> **WHAT THE TASK ASKS**: Rewrite only the stretch from the line containing "the white flower." through the line containing "(1177, 761)". Offset every coordinate by adding 127 to both of its numbers, and leave all other text unchanged.

> **DATASET ENTRIES**:
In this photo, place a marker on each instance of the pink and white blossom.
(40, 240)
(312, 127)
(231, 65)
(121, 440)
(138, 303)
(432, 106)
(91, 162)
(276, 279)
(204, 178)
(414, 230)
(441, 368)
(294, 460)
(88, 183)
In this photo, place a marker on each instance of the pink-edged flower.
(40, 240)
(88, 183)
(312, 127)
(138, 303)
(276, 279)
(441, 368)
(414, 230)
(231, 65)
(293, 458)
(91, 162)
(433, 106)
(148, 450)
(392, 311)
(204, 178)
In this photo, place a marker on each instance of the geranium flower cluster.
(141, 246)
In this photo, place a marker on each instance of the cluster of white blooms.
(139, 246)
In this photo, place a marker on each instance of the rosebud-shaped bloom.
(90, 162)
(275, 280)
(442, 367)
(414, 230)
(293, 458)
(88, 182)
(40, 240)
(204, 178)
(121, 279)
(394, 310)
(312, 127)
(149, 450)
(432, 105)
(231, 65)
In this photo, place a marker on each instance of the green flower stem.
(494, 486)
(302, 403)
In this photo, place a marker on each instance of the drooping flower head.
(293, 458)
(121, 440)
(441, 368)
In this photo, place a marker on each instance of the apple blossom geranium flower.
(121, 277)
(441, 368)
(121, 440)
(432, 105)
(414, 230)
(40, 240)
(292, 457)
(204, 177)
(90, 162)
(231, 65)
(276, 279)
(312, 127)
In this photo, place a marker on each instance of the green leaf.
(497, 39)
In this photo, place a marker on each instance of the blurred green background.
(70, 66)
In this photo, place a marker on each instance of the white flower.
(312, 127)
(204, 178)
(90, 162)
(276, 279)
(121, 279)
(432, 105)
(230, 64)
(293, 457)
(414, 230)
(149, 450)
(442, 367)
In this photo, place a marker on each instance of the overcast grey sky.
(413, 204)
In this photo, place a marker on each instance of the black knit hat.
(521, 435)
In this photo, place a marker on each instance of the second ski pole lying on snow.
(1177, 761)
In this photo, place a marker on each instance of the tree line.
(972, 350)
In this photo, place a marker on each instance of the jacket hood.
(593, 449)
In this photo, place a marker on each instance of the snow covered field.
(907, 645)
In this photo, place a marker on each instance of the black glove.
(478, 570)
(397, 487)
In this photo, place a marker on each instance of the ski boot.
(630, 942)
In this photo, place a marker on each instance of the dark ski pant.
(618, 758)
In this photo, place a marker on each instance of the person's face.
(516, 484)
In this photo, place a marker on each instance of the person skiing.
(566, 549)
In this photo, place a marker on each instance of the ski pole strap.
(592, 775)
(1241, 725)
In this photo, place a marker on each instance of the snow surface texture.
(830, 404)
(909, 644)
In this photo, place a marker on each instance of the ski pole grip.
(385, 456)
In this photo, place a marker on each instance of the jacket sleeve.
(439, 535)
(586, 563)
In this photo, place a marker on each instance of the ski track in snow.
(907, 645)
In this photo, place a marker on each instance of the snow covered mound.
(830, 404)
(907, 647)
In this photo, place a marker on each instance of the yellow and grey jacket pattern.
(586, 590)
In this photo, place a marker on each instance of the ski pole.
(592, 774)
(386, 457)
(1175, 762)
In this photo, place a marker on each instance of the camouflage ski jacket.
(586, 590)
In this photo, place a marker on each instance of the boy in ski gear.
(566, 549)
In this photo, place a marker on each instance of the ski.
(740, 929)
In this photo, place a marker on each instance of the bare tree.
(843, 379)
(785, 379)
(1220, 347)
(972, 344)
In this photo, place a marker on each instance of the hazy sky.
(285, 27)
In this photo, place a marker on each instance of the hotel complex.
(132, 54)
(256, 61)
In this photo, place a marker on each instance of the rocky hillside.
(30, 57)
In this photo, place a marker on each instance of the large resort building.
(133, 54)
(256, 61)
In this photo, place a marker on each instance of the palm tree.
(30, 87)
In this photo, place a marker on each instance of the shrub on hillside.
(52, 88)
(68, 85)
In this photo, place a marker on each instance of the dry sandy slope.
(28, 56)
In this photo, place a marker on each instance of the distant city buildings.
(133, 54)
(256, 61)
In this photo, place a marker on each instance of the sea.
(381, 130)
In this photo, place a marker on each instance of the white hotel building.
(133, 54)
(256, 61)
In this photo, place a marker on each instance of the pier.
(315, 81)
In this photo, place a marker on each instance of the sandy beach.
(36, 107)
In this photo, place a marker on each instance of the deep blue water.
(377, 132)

> **CORRECT RESPONSE**:
In this photo, place a marker on each instance of the white flower.
(439, 254)
(331, 305)
(217, 289)
(403, 406)
(248, 406)
(559, 232)
(357, 191)
(420, 584)
(541, 357)
(276, 577)
(569, 494)
In this photo, place a marker on each instance of the overcast grey sky.
(540, 331)
In this photo, place a marker on each instance of the black knit hat.
(648, 562)
In this photo, place a marker on each instance of the second ski pole lying on snow.
(1304, 888)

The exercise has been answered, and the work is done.